INSTRUCTION A:
Summarize the podcast transcript below in two sentences.

--- PAGE TEXT ---

Hi, and thanks for tuning in to Philosophical Investigations, the podcast all about philosophy with no prior knowledge required. In this episode, we’ll be continuing our look at the metaphysics of mind. However, I’ve shuffled around the schedule so that we can talk about the problem of consciousness today, instead of talking about token physicalism.

You may remember that, in the last episode, we talked about type physicalism and how the theory works: the world is purely physical, and as a result, the brain and the mind are the same thing — there is no such thing as a soul or non-physical mind; what we think of as different types of mental states are identical to corresponding types of brain states — pain is identical to C-fibres firing, for example. We followed this up with two big counterarguments: multiple realizability — that there is, in fact, no necessary link between a brain state type and the corresponding mental state type; and what we called the qualia argument — that qualia, the qualitative aspects of personal experience such as colour, taste, and texture, are not accounted for in this theory.

In this episode, we’ll be continuing this line of investigation and discussing the problem of consciousness, and the various responses to it. I personally believe that qualia are real, and that the problem of consciousness can’t really be solved, but I’ll leave it up to you to decide for yourself if you find the arguments for or against convincing.

So, what is the problem of consciousness, and why does the title have that bracket-s-close-bracket thing going on? Well, that’s because there’s an ongoing debate about how many problems of consciousness there are. Australian philosopher David Chalmers was the first to point out that there is a distinction to be made between the easy and hard problems of consciousness. In his 1995 paper, ‘Facing up to the Problem of Consciousness’, Chalmers writes,

“The easy problems of consciousness are those that seem directly susceptible to the standard methods of cognitive science, whereby a phenomenon is explained in terms of computational or neural mechanisms. The hard problems are those that seem to resist those methods.” (Chalmers, David, “Facing up to the Problem of Consciousness”, in Journal of Consciousness Studies, 2(3):200–19, 1995.)

This creates a distinction based on the method of solution for each of the problems: the easy problems can be solved by investigating the brain scientifically; the hard problems require some other method of investigation. Based on this, the easy problems are relatively straightforward questions, such as how the brain processes images from the eye or sounds from the ear; and how stimuli such as these can result in the changing of brain states and influence action. These problems are solved by rigorous and intense study of the brain and behaviour. The hard problems are more philosophical in nature, with questions such as how conscious experience is formed, where qualia come from, what their nature is, and what function they serve.

The answers to these questions don’t take the same form. For the easy problems, the explanation is merely physical in nature — the same as explaining how a computer is able to process information on a physical level, with circuit boards standing in for neural pathways, and so on; the hard problems require us to take something seemingly immaterial — which is to say, non-physical — and explain it in terms of the physical brain, or to explain how the physical brain can create immaterial experiences.

In a sense, the easy problems of consciousness are solved already, or are due to be solved over time: enough research will show us how the brain processes sound and understands it as language, even if it won’t necessarily tell us how able-bodied people experience hearing. It’s the first-hand experience of what it is like to hear, see, think, and feel that eludes explanation — so far, at least.

--- EXERCISE DATA ---

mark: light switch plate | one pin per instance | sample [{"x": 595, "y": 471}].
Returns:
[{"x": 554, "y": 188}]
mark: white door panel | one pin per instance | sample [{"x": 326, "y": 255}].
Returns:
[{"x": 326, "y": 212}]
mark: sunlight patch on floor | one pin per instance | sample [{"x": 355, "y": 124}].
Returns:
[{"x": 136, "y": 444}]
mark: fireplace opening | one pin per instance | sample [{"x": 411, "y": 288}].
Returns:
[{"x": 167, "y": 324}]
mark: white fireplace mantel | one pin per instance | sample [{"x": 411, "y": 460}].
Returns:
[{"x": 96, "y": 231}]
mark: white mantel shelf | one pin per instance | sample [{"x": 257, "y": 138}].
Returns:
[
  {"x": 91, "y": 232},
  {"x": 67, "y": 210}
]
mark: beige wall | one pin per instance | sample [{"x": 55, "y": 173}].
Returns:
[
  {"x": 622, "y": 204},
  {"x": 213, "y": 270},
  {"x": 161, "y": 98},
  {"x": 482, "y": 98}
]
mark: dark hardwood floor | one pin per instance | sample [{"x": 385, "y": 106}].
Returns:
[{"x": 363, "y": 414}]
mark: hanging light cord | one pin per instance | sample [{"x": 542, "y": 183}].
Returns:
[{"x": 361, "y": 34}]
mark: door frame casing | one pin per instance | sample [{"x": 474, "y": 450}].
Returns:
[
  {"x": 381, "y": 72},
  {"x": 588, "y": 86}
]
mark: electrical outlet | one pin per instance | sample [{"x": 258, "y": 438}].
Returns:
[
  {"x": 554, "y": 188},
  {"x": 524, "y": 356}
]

---

INSTRUCTION B:
Pick out every line of the records above that contains the word "instance".

ANSWER A:
After reviewing type physicalism and the multiple realizability and qualia arguments against it, this episode turns to the problem of consciousness. Following David Chalmers, it separates the easy problems, which scientific study of the brain can solve, from the hard problems, such as how conscious experience forms and where qualia come from, which resist those methods.

ANSWER B:
mark: light switch plate | one pin per instance | sample [{"x": 595, "y": 471}].
mark: white door panel | one pin per instance | sample [{"x": 326, "y": 255}].
mark: sunlight patch on floor | one pin per instance | sample [{"x": 355, "y": 124}].
mark: fireplace opening | one pin per instance | sample [{"x": 411, "y": 288}].
mark: white fireplace mantel | one pin per instance | sample [{"x": 411, "y": 460}].
mark: white mantel shelf | one pin per instance | sample [{"x": 257, "y": 138}].
mark: beige wall | one pin per instance | sample [{"x": 55, "y": 173}].
mark: dark hardwood floor | one pin per instance | sample [{"x": 385, "y": 106}].
mark: hanging light cord | one pin per instance | sample [{"x": 542, "y": 183}].
mark: door frame casing | one pin per instance | sample [{"x": 474, "y": 450}].
mark: electrical outlet | one pin per instance | sample [{"x": 258, "y": 438}].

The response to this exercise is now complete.